**Page text**
Africa’s second largest copper producer Zambia is in urgent need of energy surgery as it’s power deficit deepens. The power utility recently announced an 872Megawatt electricity bottleneck widening from 700 MW two months ago due to decline in energy generation at its Kariba, Itezhi tezhi and Kafue gorge station which has resulted in extended rolling blackouts of over 15 hours.

Business activity has severely been impacted with the cost environment elevating due to not only autopsy effects of load management but lack of money and waning aggregate demand evidenced by a contracted Purchasing Managers Index (PMI) of 48.3 in October (<50). Zambia has been in contraction for 14 months straight with drivers gravitating around an elevated cost environment.

The Zambia Statistics Agency (ZSA) in its October bulletin reported 2.2% growth for second quarter of 2019 from 2.3% in the first quarter. With a worsening energy crisis in the second half of the year, we forecast subdued growth to below first half levels.

“PMI is a proxy for gross domestic product growth for which Zambia is still in the woods given a deepening energy crisis and lack of money in the economy. Zambia risks missing its 2.2% annual growth target should the blackouts persist,” Mutisunge Zulu an Economics and Financial Analyst said in a morning note on MoneyFMs Behind the Markets show. Energy woes transmitted to the business ecosystem affecting the meat, ice, restaurant, hotels and SMEs, he said.

Zambia is in talks with Eskom the South Africa power utility for energy imports of 300MW. Energy inflation effects remain high as most manufacturers pass on costs to consumers through higher selling prices.

**Your task**
Answer these from the text on Zambia's power deficit:
1. What size of electricity deficit did the power utility recently announce?
2. What was Zambia's Purchasing Managers Index in October?
3. How many megawatts of energy imports is Zambia discussing with Eskom?
Answer from the text on Zambia's power deficit alone.

**Extracted information**
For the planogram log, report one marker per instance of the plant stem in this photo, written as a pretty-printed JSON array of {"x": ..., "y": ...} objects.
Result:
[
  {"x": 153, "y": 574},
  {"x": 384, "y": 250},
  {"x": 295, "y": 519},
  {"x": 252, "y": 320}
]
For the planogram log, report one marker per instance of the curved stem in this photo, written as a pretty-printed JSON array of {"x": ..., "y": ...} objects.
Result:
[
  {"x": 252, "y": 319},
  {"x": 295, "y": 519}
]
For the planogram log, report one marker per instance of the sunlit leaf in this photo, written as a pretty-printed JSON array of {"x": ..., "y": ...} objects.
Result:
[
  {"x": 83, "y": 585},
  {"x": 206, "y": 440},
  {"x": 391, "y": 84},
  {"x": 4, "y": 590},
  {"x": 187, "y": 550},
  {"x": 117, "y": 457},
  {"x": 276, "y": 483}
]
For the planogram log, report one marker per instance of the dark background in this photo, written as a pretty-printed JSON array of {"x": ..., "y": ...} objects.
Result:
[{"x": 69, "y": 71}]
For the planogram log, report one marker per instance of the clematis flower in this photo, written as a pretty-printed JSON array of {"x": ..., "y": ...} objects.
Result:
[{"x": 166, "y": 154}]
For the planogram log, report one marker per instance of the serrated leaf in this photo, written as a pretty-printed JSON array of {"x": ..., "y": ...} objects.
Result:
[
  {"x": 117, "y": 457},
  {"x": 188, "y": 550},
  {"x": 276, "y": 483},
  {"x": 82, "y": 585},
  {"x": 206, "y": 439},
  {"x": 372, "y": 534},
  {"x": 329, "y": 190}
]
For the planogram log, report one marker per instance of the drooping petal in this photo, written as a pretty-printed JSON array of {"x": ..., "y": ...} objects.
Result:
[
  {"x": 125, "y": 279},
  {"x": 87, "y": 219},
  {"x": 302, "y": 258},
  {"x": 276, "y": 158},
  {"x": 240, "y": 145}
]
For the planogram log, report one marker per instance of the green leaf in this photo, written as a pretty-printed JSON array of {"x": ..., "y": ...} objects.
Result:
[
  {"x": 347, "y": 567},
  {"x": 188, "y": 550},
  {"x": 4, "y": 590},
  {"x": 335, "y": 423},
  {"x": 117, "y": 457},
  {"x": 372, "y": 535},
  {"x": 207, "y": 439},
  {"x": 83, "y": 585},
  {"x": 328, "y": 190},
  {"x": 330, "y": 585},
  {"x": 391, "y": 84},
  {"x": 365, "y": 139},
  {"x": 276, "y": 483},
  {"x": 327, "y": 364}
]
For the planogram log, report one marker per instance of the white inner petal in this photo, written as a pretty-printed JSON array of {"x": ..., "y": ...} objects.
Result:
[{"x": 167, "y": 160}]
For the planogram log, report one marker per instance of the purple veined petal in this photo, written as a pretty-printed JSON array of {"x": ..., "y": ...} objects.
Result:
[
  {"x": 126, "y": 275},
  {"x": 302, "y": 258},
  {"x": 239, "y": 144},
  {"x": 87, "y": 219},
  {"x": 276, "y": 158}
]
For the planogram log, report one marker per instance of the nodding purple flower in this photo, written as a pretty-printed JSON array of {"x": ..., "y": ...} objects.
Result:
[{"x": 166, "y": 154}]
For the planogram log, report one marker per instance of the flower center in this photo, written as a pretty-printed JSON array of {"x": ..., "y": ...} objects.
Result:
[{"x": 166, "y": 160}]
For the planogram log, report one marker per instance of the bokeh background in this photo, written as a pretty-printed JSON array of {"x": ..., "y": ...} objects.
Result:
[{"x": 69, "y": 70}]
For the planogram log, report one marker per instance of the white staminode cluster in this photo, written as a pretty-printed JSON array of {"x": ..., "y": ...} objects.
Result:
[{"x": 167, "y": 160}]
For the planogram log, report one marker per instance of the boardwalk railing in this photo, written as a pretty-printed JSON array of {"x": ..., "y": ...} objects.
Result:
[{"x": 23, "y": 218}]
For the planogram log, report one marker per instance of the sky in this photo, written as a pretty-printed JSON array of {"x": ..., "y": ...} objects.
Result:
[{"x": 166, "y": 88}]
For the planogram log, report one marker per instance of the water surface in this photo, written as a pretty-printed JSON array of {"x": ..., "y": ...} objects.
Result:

**Written solution**
1. 872 MW
2. 48.3
3. 300 MW